Please answer from the restaurant dessert article below: what did Michael Laiskonis leave Le Bernardin to do?

• Source passage:
##########

Not So Sweet

Platt: Why This Is the Dark Age of Dessert

Splat.
Splat. Photo: Annabelle Breakey/Getty Images

I can’t remember where I was, precisely, when I finally had my fill of what passes for dessert these days in most trendy new restaurants around this food-mad town. Maybe it was at a tasting room out in the wilds of Long Island City or Greenpoint, where the only evidence of something sweet to eat (after an otherwise enjoyable $100 dinner of pork neck and carefully articulated winter root vegetables) was a tiny spoonful of carrot parfait. I could have been at an expense account joint in midtown, where the ancient pageantry of rolling dessert carts and 15-minute soufflés was replaced, long ago, by a bland procession of overpriced chocolate sundaes and stale, prefabricated layer cakes. Or maybe I was standing in the rain at 6:30 a.m. to get a taste of Dominique Ansel’s fabled (and, yes, sort of delicious) internet sensation, the Cronut. Not that it really matters. The city may be awash, as I’ve written before, in a happy tidal wave of artisanal bakeries, ice cream parlors, and New Age doughnut shops, but the grim reality is that for lovers of the old-fashioned, sit-down restaurant dessert, this is the Dark Age.

Not so long ago, new kitchens of the highest rank were defined, in large part, by their ability to produce a glamorous crescendo of sweets at the end of every meal. Too often, these days, restaurant meals end with pre-made puddings (or panna cottas, watery rice puddings, and the ever-durable chocolate pot du crème) and scoop after scoop of of antically flavored ice cream (olive oil, sea salt, etc.). Instead of delicate wisps of, say, îles flottantes, we critics debate the latest gourmet version of carrot cake, or an endless, mind-numbing procession of fried beignets, churros, and gourmet doughnut holes, all of which taste fine, thank you, but also pretty much the same.

Sure there are highly trained pastry chefs hanging on at old line establishments such as Angela Pinkerton at Eleven Madison Park or Elwyn Boyles at Per Se. But upscale, white-tablecloth restaurants open less and less frequently in this comfort-food addled era, and the old lions who used to dominate the pastry field are mostly gone. Jean-Georges Vongerichten’s talented maestro Johnny Iuzzini abandoned his post in 2011. Jacques Torres, who rose to fame constructing elaborate desserts at Le Cirque, is busy expanding his chocolate empire. Michael Laiskonis left Le Bernardin several years ago to teach at culinary school. And Alex Stupak, who made his name with cutting-edge dessert work at wd~50 (and, before that, Alinea in Chicago), now focuses his considerable talents in the more bankable realm of high-end tacos.

You can’t blame Stupak for pulling the rip cord on his pastry career. In today’s post-recessionary dining economy, dessert chefs tend to be viewed by your average restaurateur starting out in Cobble Hill (or even the West Village or midtown) as a luxury. More and more of the restaurants I review don’t even employ full-time dessert cooks, which is why their menus are flooded with pre-made pies, cakes, and puddings that can be put together ahead of time and whisked out to diners as quickly as possible. As in the realm of savory cooking, the most interesting, innovative work tends to be done in small out-of-the-way tasting rooms, where set omakase-style menus conclude with one or two meager dessert “tastes” per sitting.

##########

• Given entries:

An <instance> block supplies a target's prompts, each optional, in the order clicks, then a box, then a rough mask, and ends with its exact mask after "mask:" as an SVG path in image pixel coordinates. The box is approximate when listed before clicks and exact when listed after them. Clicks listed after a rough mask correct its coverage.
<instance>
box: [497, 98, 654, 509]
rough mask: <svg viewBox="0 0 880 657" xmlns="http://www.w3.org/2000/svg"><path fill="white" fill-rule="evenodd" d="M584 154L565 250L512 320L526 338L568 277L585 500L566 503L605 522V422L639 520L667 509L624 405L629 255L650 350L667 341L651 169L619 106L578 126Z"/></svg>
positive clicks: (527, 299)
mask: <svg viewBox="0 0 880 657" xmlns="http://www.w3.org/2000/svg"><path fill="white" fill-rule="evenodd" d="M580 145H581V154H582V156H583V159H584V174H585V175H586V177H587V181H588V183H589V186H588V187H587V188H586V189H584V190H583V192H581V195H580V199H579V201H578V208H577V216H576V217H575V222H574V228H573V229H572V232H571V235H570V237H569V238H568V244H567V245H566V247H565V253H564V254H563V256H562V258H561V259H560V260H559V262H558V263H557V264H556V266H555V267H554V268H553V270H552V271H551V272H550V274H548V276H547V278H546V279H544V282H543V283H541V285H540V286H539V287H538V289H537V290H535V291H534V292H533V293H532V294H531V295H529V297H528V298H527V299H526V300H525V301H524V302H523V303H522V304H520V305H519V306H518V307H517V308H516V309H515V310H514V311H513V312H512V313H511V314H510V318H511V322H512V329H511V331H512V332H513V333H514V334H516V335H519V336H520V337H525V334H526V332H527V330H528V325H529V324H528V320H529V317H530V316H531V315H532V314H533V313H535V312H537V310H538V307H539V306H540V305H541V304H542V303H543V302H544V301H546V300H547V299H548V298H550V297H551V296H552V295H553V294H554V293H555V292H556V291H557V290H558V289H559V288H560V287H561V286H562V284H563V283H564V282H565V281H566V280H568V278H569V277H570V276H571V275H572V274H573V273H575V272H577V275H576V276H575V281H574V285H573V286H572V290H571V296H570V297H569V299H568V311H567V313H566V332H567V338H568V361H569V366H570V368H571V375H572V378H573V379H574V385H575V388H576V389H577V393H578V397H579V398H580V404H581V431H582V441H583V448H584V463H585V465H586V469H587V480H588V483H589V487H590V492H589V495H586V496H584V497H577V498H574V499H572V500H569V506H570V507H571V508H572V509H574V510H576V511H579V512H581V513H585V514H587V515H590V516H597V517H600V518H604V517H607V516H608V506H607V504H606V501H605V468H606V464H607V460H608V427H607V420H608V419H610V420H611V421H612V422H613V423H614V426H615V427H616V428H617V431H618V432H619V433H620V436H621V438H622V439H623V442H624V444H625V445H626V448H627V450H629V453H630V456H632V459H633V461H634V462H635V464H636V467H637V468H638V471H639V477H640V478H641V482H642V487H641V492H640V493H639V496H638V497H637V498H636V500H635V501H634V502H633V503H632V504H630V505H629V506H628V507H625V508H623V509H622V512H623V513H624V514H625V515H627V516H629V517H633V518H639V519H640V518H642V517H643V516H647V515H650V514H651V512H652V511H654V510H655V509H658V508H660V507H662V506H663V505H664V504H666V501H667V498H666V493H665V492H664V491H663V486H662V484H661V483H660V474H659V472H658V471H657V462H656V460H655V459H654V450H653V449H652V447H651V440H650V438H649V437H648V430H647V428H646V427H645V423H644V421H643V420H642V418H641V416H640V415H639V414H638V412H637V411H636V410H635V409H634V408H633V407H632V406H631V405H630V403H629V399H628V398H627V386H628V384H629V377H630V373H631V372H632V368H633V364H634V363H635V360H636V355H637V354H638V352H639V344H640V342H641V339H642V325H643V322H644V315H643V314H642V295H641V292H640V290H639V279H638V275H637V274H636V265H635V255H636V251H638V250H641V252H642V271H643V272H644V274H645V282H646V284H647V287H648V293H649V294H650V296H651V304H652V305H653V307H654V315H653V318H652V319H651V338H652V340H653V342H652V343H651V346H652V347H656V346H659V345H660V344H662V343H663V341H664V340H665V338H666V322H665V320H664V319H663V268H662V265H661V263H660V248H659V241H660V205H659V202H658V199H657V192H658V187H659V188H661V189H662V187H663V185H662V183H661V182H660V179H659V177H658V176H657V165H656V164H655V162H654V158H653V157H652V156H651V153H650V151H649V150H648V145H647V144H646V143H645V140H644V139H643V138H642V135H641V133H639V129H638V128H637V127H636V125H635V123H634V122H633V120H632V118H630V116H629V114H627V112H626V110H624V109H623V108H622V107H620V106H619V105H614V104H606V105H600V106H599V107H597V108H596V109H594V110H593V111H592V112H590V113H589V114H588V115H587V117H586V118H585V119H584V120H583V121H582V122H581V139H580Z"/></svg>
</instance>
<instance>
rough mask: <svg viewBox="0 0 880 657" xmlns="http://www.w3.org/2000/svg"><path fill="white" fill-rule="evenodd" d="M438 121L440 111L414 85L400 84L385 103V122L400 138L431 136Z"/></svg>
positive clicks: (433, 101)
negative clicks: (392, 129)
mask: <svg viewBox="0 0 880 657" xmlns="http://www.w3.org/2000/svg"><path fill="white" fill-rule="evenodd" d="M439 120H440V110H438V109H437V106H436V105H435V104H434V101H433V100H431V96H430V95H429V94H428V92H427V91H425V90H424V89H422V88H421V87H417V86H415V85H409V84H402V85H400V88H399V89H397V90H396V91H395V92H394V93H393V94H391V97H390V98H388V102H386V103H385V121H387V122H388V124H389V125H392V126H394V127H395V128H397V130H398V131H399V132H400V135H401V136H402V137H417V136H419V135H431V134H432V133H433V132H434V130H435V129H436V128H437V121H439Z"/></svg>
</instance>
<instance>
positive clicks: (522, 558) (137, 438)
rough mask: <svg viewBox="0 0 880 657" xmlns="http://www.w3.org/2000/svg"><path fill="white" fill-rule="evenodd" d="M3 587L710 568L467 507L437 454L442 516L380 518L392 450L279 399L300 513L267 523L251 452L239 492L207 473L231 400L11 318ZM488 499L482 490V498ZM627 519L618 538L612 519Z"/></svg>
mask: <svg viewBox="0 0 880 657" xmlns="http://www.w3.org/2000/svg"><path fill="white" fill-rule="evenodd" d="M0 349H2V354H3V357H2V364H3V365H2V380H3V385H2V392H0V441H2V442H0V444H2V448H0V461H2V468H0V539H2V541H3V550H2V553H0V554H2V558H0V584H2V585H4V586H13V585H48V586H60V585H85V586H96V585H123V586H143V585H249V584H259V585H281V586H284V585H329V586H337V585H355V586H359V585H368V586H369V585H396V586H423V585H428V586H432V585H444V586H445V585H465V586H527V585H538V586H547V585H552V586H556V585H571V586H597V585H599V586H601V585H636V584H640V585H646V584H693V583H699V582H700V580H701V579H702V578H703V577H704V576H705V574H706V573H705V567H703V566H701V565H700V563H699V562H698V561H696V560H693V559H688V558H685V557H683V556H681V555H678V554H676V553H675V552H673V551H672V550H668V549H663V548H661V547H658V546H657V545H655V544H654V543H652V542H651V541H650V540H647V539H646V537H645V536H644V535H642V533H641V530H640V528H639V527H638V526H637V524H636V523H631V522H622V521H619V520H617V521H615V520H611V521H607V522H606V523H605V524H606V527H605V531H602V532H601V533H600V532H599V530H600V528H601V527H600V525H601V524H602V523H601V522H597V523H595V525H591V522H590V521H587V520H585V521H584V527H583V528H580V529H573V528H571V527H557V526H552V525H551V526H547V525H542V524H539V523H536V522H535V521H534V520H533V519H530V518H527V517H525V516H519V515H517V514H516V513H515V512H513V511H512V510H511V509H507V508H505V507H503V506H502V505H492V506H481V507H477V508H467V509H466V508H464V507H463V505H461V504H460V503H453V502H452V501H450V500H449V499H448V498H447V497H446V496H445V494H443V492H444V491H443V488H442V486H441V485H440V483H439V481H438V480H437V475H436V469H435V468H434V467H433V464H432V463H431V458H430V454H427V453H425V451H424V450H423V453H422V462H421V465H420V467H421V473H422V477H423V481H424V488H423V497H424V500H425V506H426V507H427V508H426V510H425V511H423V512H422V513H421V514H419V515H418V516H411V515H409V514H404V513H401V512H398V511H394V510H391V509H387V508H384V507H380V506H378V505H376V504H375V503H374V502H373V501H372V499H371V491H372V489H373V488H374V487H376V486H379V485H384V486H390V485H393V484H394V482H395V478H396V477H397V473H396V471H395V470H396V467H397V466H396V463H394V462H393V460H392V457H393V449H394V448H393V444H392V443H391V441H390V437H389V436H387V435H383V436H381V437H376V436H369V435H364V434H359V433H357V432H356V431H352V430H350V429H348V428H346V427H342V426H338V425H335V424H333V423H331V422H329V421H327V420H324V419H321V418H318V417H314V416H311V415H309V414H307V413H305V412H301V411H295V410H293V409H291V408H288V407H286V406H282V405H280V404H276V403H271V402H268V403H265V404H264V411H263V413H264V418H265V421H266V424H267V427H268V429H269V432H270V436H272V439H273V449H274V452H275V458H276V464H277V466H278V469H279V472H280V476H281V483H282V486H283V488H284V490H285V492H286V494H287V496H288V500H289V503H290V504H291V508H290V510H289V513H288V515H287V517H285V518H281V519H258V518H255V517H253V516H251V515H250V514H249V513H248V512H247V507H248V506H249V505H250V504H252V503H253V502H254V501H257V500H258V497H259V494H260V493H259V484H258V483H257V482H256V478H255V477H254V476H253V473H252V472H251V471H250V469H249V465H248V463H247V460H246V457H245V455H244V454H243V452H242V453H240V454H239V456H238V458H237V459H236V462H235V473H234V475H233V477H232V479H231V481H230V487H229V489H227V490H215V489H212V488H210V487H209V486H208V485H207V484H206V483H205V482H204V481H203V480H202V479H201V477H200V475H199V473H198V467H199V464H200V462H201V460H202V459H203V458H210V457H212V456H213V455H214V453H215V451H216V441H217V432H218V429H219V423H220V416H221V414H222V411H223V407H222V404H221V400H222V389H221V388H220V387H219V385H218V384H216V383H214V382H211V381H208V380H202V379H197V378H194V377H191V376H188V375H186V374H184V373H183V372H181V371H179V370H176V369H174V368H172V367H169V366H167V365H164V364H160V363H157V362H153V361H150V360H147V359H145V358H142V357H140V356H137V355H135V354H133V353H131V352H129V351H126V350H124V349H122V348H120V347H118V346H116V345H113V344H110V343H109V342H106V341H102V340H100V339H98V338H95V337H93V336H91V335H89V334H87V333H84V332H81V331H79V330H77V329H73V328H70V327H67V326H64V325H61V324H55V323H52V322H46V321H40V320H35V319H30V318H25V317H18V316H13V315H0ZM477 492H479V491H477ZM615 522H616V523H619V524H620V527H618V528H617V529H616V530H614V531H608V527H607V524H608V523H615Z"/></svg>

##########

• Task answer: He left to teach at culinary school.